Written tasks —
[1] In the forum thread about measuring pi, why does Tim Ikeda say he keeps an unlisted number? Answer in one to three sentences.
[2] According to the forum thread about measuring pi, to how many decimal places has Tim Ikeda confirmed the result?

start Text passage

Tim Ikeda wrote:
>> I recently made the startling discovery that when I measure the
>> circumference of a circle and divide that number by twice the
>> circle's radius, the value of pi appears! I've been able to confirm
>> this result to three decimal places so far, using no more than a
>> simple protractor and a ruler.
George Murphy:
> It goes without saying that I'm mightily impressed by all your
>discoveries.
Ah yes, that's why I have an unlisted number. All those phone calls from
the Nobel committee were beginning to bother me. You'd think they'd remember
the time zone difference. *sigh*
>I think it's even more interesting that you apparently grew
>up in a culture where a great deal of progress had been made in algebra
>and analysis while almost nothing had been done in geometry.
Uncanny! Although you are a physicist and theologian, I would have
thought your unfamiliarity with prenatal botanical psychology should
have prevented you from fully grasping my theory. Some people have
suggested my theories are crazy, but the fact that I still write mostly
in the first person proves I'm not a couple tacos short of the combo
platter.
Anyway, what you deduced about my cultural background is correct.

end Text passage
start Given entries

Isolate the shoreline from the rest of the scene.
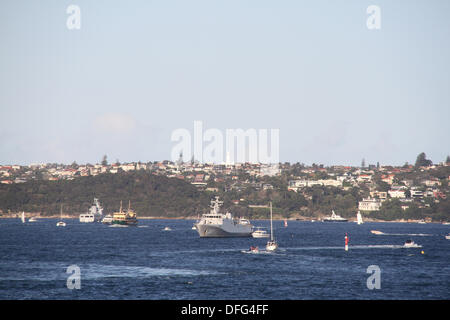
[0,213,449,224]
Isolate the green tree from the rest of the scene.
[415,152,433,168]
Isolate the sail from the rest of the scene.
[356,211,363,224]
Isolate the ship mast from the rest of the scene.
[270,201,273,241]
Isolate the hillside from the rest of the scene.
[0,171,209,217]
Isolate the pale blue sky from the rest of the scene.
[0,0,450,165]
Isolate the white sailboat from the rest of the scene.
[356,211,364,224]
[56,205,66,227]
[266,202,278,251]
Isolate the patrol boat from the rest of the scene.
[195,196,252,238]
[112,201,138,226]
[80,198,103,223]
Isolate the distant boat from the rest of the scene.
[80,198,103,223]
[266,202,278,251]
[252,227,270,238]
[112,201,138,226]
[403,240,420,248]
[102,214,113,224]
[356,211,364,224]
[56,205,66,227]
[195,196,252,238]
[323,210,348,222]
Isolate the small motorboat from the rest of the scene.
[250,246,259,253]
[102,214,112,224]
[403,240,419,248]
[252,227,270,238]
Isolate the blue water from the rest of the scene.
[0,219,450,300]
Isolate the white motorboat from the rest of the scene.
[80,198,103,223]
[323,210,348,222]
[252,227,270,238]
[403,240,420,248]
[102,214,112,224]
[266,202,278,251]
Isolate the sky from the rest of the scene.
[0,0,450,165]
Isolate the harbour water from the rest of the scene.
[0,219,450,300]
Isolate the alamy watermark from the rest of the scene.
[171,121,280,164]
[366,5,381,30]
[66,4,81,30]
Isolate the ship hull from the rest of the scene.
[197,225,252,238]
[111,220,138,226]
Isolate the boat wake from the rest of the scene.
[286,244,422,251]
[83,265,219,279]
[372,231,434,237]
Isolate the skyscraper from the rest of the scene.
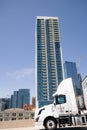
[35,16,63,107]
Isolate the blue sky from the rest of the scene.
[0,0,87,101]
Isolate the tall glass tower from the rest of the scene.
[35,16,63,107]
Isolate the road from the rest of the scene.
[0,126,87,130]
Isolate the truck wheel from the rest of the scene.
[45,118,57,130]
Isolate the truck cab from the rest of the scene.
[35,78,78,130]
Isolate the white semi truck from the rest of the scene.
[35,78,87,130]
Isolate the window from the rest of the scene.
[12,113,16,116]
[56,95,66,104]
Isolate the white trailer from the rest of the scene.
[35,78,86,130]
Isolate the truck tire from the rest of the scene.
[44,118,57,130]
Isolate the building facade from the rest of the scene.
[35,16,63,107]
[0,108,34,121]
[0,98,10,111]
[10,89,30,108]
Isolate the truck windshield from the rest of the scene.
[56,95,66,104]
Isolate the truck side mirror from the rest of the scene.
[56,95,66,104]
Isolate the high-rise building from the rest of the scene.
[10,89,30,108]
[35,16,63,107]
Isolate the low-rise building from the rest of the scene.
[0,108,34,121]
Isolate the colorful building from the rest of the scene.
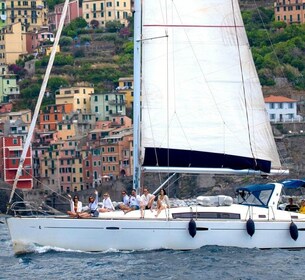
[2,0,48,31]
[265,95,303,122]
[48,0,82,30]
[0,22,27,64]
[274,0,305,24]
[82,0,132,27]
[55,86,94,113]
[0,136,33,189]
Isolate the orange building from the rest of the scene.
[37,103,73,131]
[0,137,33,189]
[274,0,305,24]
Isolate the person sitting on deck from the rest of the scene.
[123,189,141,214]
[285,197,299,212]
[67,194,83,218]
[299,199,305,214]
[98,193,114,213]
[140,187,155,219]
[119,190,129,210]
[155,189,170,217]
[78,191,99,218]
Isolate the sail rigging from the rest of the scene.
[9,0,69,204]
[141,0,282,173]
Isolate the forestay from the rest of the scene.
[142,0,280,172]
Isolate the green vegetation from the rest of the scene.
[242,8,305,89]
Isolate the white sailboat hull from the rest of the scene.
[7,205,305,253]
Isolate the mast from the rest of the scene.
[9,0,69,204]
[133,0,142,190]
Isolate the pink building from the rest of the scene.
[0,136,33,189]
[48,0,83,30]
[26,29,54,53]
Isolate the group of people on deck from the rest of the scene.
[285,197,305,214]
[68,187,170,219]
[68,191,114,218]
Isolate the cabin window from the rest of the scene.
[173,212,240,220]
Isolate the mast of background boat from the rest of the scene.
[9,0,69,204]
[133,0,142,192]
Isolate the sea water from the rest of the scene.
[0,219,305,280]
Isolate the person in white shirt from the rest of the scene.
[67,194,83,218]
[124,189,141,214]
[119,190,129,210]
[140,187,155,219]
[155,189,170,217]
[98,193,114,213]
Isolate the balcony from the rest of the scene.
[108,99,126,106]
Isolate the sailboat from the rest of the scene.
[6,0,305,253]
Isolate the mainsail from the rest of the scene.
[141,0,281,173]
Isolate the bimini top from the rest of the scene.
[280,179,305,189]
[236,179,305,207]
[236,184,275,207]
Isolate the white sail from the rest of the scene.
[142,0,280,172]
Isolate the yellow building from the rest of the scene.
[0,110,32,124]
[0,22,27,64]
[56,86,94,113]
[56,121,76,140]
[40,137,84,192]
[2,0,48,31]
[117,77,133,109]
[82,0,132,27]
[46,46,60,56]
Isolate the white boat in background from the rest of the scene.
[6,0,305,253]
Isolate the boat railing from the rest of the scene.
[9,201,63,217]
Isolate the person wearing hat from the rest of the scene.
[98,193,114,213]
[299,199,305,214]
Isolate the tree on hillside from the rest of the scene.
[48,77,69,93]
[105,20,124,33]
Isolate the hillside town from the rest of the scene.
[0,0,304,203]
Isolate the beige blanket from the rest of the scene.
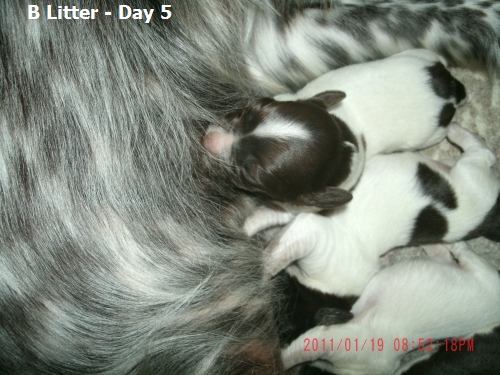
[383,68,500,269]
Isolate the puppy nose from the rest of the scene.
[202,125,235,156]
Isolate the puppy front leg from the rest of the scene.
[447,123,496,167]
[264,213,322,277]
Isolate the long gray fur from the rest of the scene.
[0,0,500,375]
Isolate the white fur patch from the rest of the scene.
[252,119,311,139]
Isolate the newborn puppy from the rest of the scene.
[202,50,466,212]
[282,242,500,375]
[265,124,500,296]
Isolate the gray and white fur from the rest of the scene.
[0,0,500,375]
[266,124,500,296]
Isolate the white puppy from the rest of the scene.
[202,50,466,208]
[282,242,500,375]
[263,124,500,295]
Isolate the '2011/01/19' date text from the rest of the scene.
[304,337,474,352]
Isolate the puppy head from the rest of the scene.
[202,91,351,208]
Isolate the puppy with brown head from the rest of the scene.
[203,50,466,211]
[203,91,357,209]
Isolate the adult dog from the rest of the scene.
[0,0,500,375]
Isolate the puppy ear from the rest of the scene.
[309,90,346,108]
[294,186,352,210]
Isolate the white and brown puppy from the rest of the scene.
[282,242,500,375]
[265,124,500,296]
[202,50,466,208]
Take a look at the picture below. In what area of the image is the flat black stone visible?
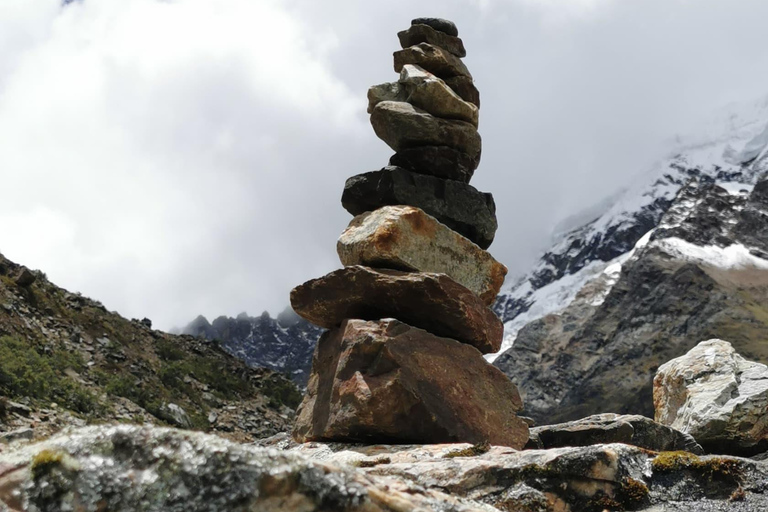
[389,146,480,183]
[411,18,459,37]
[341,166,498,249]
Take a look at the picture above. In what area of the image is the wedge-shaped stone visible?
[445,76,480,108]
[368,82,408,114]
[397,23,467,57]
[341,167,497,249]
[394,43,472,78]
[291,266,504,353]
[411,18,459,37]
[400,64,479,127]
[653,339,768,455]
[389,146,480,183]
[368,64,479,127]
[371,101,482,158]
[336,206,507,304]
[293,319,528,449]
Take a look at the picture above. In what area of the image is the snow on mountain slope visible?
[487,97,768,361]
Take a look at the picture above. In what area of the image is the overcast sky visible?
[0,0,768,329]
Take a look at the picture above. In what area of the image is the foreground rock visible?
[290,443,768,512]
[389,146,480,183]
[291,266,503,353]
[341,167,498,249]
[371,101,482,158]
[653,339,768,454]
[394,43,472,79]
[336,206,507,305]
[527,414,704,455]
[0,426,481,512]
[293,320,528,449]
[397,23,467,57]
[6,426,768,512]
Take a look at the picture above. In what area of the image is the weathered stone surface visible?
[400,64,479,127]
[291,266,504,353]
[389,146,480,183]
[336,206,507,305]
[341,167,498,249]
[411,18,459,37]
[0,426,488,512]
[397,23,467,57]
[394,43,472,79]
[368,82,408,114]
[526,414,704,455]
[445,76,480,108]
[293,319,528,449]
[368,64,479,127]
[653,339,768,454]
[371,101,482,158]
[292,443,768,512]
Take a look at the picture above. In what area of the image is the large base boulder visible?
[653,339,768,455]
[291,266,504,353]
[389,146,480,183]
[336,206,507,305]
[341,166,498,249]
[526,413,704,455]
[293,320,528,449]
[371,101,482,158]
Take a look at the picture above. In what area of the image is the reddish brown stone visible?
[291,265,504,353]
[293,319,528,449]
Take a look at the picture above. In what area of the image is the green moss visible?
[443,441,491,459]
[652,452,742,481]
[0,336,103,414]
[30,449,67,478]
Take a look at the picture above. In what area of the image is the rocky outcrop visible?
[341,167,498,249]
[336,206,507,305]
[494,178,768,426]
[291,265,503,353]
[526,414,704,455]
[0,426,768,512]
[293,320,528,448]
[653,339,768,454]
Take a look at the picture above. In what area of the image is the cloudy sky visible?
[0,0,768,328]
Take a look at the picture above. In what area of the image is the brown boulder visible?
[394,43,472,79]
[371,101,482,159]
[293,319,528,449]
[397,23,467,57]
[336,206,507,305]
[291,266,504,353]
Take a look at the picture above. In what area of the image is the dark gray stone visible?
[389,146,480,183]
[397,24,467,57]
[411,18,459,37]
[526,414,704,455]
[341,166,498,249]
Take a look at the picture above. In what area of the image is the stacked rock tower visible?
[291,18,528,449]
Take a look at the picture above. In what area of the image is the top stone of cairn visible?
[411,18,459,37]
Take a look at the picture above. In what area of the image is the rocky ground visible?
[0,255,301,441]
[0,426,768,512]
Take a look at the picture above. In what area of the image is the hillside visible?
[0,252,301,441]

end Given entries

Solution list —
[1] Tim Ikeda keeps an unlisted number because all the phone calls from the Nobel committee had begun to be bothersome.

[2] Three decimal places.